• _The exercise_
Can you lay out the lines from the first one through the line containing "M506 193L510 185L525" as a JSON list of strings, one string per line and no blank lines?

• _A run of lines_
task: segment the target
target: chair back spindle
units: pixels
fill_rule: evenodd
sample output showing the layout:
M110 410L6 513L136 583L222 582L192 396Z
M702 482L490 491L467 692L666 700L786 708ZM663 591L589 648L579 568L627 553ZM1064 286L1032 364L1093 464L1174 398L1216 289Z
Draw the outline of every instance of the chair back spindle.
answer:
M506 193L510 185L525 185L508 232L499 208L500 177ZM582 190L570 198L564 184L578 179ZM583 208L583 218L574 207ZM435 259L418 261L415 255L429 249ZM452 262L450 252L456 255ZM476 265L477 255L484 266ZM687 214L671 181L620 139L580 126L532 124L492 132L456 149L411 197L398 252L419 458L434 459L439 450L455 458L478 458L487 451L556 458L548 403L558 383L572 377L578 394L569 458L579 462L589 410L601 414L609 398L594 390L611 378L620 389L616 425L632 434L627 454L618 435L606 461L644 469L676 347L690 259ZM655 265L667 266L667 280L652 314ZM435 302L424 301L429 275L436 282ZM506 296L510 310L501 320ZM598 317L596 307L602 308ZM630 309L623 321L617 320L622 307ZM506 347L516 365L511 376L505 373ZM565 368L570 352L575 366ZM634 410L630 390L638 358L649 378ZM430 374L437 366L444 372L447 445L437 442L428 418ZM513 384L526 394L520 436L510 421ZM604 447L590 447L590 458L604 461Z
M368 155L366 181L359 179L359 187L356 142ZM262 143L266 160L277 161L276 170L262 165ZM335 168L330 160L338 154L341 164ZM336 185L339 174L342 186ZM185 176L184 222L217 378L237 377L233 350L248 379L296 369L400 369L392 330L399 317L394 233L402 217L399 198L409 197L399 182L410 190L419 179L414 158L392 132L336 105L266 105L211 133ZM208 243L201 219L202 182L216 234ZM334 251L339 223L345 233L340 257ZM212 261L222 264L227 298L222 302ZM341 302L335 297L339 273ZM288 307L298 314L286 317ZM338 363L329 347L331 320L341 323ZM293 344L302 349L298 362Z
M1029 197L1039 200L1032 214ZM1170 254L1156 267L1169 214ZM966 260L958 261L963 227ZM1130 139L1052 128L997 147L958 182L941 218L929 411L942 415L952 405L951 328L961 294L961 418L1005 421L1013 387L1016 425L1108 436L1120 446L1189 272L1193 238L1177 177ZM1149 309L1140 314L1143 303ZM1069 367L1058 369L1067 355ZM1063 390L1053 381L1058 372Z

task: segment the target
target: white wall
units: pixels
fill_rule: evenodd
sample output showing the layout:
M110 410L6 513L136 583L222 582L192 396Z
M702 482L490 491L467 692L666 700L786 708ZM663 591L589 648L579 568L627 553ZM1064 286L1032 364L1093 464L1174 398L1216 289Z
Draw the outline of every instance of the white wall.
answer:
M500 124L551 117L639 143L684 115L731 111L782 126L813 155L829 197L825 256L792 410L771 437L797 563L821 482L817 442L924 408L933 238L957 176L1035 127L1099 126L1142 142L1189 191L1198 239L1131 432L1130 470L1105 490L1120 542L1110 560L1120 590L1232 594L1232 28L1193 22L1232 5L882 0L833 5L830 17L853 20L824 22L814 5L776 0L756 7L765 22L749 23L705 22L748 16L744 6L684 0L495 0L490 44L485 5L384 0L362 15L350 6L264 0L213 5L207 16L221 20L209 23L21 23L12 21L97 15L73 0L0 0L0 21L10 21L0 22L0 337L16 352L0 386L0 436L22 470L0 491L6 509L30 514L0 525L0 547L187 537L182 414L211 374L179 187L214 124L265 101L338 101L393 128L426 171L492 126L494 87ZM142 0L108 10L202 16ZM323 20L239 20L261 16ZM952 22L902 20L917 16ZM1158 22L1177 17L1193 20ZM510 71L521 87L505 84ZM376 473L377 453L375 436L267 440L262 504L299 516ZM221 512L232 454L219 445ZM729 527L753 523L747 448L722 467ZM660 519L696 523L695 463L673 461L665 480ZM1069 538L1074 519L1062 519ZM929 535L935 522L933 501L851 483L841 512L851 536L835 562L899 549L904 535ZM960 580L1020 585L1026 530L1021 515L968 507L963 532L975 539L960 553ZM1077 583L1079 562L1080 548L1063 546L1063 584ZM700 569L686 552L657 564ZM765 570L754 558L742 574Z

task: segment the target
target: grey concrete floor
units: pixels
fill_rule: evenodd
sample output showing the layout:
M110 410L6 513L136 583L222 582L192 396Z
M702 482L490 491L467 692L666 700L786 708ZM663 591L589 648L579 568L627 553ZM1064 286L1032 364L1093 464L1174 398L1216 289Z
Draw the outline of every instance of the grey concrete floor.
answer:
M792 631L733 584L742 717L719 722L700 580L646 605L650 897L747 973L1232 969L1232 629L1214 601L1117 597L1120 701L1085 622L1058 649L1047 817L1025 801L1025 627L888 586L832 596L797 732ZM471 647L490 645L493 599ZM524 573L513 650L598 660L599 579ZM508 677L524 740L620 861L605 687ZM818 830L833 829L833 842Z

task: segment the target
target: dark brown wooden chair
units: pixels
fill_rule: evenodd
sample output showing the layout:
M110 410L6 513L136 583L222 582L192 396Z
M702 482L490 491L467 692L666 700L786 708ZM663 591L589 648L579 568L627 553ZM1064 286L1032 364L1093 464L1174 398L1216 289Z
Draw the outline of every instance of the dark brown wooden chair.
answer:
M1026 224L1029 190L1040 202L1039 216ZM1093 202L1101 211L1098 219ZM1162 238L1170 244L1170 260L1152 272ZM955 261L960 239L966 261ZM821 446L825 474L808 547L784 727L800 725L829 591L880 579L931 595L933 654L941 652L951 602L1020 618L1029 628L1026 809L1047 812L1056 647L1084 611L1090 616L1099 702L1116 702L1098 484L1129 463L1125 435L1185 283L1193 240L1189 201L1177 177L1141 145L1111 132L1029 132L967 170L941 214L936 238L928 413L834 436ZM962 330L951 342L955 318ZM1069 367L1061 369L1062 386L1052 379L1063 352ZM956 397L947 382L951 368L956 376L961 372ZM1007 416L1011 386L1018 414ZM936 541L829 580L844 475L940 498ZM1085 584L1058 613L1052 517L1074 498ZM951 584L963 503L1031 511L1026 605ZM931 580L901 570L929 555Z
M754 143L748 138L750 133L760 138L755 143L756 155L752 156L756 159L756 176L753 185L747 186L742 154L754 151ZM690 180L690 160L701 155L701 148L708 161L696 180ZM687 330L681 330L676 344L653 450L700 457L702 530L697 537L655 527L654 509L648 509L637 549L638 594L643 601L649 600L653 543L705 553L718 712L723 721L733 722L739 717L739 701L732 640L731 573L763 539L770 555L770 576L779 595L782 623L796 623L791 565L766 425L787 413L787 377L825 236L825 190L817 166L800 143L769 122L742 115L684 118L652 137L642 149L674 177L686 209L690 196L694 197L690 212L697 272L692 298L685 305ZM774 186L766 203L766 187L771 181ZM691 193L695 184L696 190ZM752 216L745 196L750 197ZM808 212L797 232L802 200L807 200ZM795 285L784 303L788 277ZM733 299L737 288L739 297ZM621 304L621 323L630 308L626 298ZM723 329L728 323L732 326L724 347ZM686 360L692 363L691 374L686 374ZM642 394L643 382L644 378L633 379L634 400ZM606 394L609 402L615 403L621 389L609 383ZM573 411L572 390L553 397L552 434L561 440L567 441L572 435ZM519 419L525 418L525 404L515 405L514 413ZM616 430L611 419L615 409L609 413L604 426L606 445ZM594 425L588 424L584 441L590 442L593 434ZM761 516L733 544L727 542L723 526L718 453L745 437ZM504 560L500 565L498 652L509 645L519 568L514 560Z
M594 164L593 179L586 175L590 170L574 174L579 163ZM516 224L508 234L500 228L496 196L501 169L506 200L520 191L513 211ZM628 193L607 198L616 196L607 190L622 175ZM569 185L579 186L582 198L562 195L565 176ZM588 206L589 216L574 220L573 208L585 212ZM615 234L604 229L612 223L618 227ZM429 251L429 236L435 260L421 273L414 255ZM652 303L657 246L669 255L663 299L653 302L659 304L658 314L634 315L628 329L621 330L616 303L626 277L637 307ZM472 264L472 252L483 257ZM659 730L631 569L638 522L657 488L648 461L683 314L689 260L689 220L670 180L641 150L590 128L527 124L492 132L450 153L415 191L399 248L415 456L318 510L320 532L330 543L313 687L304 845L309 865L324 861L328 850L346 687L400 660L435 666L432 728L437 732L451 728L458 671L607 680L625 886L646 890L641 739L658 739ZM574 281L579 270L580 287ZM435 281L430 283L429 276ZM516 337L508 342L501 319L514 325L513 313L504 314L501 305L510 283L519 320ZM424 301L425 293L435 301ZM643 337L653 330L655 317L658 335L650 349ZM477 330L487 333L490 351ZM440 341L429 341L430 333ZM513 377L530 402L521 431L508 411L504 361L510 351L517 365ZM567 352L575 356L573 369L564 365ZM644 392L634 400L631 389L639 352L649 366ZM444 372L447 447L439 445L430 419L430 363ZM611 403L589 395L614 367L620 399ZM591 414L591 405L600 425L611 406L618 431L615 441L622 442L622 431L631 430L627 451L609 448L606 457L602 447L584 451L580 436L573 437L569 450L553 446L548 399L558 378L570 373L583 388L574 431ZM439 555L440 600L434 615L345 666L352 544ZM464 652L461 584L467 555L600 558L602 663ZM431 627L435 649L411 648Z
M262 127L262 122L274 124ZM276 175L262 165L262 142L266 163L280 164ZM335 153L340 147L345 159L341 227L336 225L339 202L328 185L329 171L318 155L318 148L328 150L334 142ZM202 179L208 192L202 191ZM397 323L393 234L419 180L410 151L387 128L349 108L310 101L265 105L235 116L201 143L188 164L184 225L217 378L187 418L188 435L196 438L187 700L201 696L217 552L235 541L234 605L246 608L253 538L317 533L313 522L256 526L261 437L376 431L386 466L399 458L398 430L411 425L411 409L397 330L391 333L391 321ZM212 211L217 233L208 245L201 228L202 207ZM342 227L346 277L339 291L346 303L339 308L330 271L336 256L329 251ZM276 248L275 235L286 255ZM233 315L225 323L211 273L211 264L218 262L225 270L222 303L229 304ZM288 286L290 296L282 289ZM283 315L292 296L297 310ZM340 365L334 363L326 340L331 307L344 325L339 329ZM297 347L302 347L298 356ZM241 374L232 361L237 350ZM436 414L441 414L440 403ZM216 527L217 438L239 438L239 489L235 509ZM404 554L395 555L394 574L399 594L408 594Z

• _Complete answer_
[
  "task: segment the target",
  "target: chair back spindle",
  "units: pixels",
  "fill_rule: evenodd",
  "sample output showing the layout:",
  "M110 410L6 513L136 583L222 582L192 396Z",
  "M702 482L490 491L467 692L666 700L786 708ZM663 591L589 648L579 568L627 553ZM1064 286L1032 364L1093 464L1174 398L1216 289Z",
  "Draw the outline of every instance of the chair back spindle.",
  "answer:",
  "M506 193L510 185L525 185L508 232L499 208L500 177ZM582 190L570 198L564 184L578 179ZM583 208L583 218L574 207ZM435 259L418 261L415 255L429 249ZM452 262L450 252L456 255ZM476 265L477 255L484 266ZM687 214L671 181L620 139L580 126L532 124L492 132L456 149L411 197L398 252L419 458L434 459L439 450L455 458L478 458L487 451L556 458L548 403L558 383L572 377L578 394L569 458L579 462L589 410L601 414L609 398L594 390L611 378L620 389L616 425L632 434L627 454L618 435L606 461L644 469L676 347L690 259ZM655 265L667 266L667 280L652 314ZM435 302L424 301L429 275L436 282ZM506 296L510 310L501 320ZM598 317L596 307L602 308ZM630 309L623 321L617 320L622 307ZM506 347L516 365L511 376L505 373ZM565 368L570 352L575 366ZM634 410L630 390L638 358L649 378ZM430 374L437 366L444 372L447 445L437 442L428 418ZM513 384L526 394L520 436L510 421ZM604 447L590 447L590 458L604 461Z"
]